§ Exercise:
Continue the commentary on stock markets and Washington politics from its final sentence onward.

§ Document passage:
------------------------------------

It is a tale that doesn't stand up to scrutiny, as we have discussed before. First there is the tendency of markets to ignore the dysfunction in Washington — as they have for most of the past decade. If markets are really rallying on expectations of good things from the government, then the inability to get anything done in the past few years should have thrown them into reverse. 

Folks have difficulty with this. If their internal models tells them the U.S. president is important (he is) to the economy (somewhat less so) and the stock market (even less so), then the goings-on inside the beltway must be significant (they mostly are not).

Special investigations, congressional incompetence and endlessly fevered news cycles simply doesn't add up to record highs for markets. Our mental models struggle to make sense of it, and so we latch onto any explanation that seems even remotely plausible. Hence, the reason that the deregulation/tax cuts/infrastructure spending/repatriation of overseas profits story easily fits so readily into our flawed models.

------------------------------------

§ Information shown:

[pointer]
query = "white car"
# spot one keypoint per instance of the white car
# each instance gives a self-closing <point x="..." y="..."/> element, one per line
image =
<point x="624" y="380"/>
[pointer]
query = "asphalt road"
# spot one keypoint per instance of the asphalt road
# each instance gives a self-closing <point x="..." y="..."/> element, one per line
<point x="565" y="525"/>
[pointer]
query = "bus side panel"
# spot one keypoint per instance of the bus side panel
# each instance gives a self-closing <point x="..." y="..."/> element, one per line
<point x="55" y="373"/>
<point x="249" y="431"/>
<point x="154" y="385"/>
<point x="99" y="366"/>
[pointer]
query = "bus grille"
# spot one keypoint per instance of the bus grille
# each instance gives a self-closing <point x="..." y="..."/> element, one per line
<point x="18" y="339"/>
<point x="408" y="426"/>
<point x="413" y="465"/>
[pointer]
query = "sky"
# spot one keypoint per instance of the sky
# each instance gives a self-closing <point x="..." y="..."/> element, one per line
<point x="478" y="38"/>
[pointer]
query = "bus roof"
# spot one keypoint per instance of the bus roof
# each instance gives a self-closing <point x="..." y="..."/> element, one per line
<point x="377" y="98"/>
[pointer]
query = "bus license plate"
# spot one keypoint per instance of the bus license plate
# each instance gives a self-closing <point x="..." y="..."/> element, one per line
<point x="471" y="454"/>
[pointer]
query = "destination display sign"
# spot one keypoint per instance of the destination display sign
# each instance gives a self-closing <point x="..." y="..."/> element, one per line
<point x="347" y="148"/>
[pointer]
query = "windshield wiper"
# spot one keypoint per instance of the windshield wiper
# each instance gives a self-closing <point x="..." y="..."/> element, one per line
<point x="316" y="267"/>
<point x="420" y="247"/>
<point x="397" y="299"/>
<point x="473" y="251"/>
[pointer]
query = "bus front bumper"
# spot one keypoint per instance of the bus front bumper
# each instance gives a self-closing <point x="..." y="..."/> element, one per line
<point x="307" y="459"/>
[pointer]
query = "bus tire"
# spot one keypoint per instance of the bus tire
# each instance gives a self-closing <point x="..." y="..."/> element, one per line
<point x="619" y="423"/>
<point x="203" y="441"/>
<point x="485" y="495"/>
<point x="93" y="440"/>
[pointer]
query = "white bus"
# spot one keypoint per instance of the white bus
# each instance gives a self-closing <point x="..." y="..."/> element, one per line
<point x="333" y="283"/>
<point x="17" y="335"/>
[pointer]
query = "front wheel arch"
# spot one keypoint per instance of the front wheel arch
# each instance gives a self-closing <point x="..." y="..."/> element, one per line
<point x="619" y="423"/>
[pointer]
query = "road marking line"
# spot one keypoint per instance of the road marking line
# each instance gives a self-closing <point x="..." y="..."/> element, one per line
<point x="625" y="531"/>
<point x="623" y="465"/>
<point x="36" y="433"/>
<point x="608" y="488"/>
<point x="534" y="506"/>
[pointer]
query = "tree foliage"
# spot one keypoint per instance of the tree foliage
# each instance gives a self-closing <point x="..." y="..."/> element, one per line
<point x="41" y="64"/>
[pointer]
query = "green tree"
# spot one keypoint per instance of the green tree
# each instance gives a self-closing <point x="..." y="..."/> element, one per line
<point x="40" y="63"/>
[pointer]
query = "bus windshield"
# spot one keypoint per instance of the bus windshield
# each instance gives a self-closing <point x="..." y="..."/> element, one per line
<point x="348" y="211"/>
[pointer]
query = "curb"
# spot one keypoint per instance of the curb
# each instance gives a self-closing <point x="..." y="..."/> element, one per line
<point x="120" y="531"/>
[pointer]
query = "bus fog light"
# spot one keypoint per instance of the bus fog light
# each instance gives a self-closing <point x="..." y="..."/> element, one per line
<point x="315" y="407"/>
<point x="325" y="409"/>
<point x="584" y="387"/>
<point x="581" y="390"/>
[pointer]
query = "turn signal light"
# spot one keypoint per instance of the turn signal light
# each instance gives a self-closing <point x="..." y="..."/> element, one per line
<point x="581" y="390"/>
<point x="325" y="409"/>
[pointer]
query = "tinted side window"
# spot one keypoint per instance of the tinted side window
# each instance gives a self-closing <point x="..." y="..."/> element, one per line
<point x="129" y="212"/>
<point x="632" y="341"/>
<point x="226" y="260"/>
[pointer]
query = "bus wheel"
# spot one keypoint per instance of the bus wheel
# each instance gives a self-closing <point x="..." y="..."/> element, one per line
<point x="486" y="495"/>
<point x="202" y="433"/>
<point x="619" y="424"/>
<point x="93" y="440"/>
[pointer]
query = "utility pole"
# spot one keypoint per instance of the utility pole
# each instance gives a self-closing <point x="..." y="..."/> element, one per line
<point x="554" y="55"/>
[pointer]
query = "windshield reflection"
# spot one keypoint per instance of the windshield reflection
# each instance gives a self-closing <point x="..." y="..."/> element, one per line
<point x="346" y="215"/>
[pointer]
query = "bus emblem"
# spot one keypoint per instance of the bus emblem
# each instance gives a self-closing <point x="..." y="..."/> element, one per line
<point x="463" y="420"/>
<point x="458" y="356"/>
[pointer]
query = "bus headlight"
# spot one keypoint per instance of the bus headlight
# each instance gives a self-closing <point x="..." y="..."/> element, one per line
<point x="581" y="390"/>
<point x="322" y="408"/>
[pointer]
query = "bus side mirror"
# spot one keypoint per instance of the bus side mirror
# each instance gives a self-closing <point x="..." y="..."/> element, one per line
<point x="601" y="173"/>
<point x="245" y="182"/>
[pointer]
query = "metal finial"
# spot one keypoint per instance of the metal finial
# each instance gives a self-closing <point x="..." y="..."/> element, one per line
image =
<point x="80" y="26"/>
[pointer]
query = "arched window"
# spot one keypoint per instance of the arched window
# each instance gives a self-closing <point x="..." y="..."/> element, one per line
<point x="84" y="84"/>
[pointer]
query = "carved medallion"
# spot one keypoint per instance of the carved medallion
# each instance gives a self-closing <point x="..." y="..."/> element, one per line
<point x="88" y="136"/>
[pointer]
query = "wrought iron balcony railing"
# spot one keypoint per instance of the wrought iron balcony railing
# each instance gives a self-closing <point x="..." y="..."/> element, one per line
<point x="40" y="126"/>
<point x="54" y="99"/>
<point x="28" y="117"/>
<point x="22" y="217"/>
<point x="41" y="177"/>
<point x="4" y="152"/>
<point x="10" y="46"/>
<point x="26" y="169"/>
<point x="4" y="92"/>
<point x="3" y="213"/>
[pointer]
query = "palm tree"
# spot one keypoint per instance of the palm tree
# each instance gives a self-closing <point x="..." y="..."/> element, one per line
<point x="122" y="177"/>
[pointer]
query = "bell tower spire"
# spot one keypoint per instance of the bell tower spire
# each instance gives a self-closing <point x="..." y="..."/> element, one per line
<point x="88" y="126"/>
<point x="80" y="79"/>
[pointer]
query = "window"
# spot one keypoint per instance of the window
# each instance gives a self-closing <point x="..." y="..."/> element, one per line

------------------------------------

§ Result of this task:
Too bad it's wrong.  

The latest explanation is that the so-called Trump rally doesn't need Donald Trump to succeed. Some analysts are coming around to recognizing that markets can do well despite an economic recovery, full employment and rising corporate profits. (I am only saying that partly in jest). Even after the Federal Reserve's recent interest-rate increases, borrowing costs are historically low. Emerging markets are doing better as the dollar weakens, and Europe's corporate earnings are strengthening.

We really shouldn't be so surprised at the disconnect between the tales we tell ourselves about the Trump bump and reality. We saw the same sort of phenomenon during the Obama and Bush presidencies as well. I recall hearing from left-leaning hedge-fund buddies how terrible the Jobs and Growth Tax Relief Reconciliation Act of 2003 (better known as the Bush tax cuts) was going be. Those who embraced that position missed a stock market that almost doubled during the next few years. Chalk up another bad investment decision to political bias. Similar talk was rampant in March 2009, after America elected as president a Kenyan-born, Marxist Muslim bent on destroying capitalism and the U.S. economy. That was almost 300 percent ago for the stock market.

Good memes die hard. It isn't a coincidence that we see the same mistakes made over and over again.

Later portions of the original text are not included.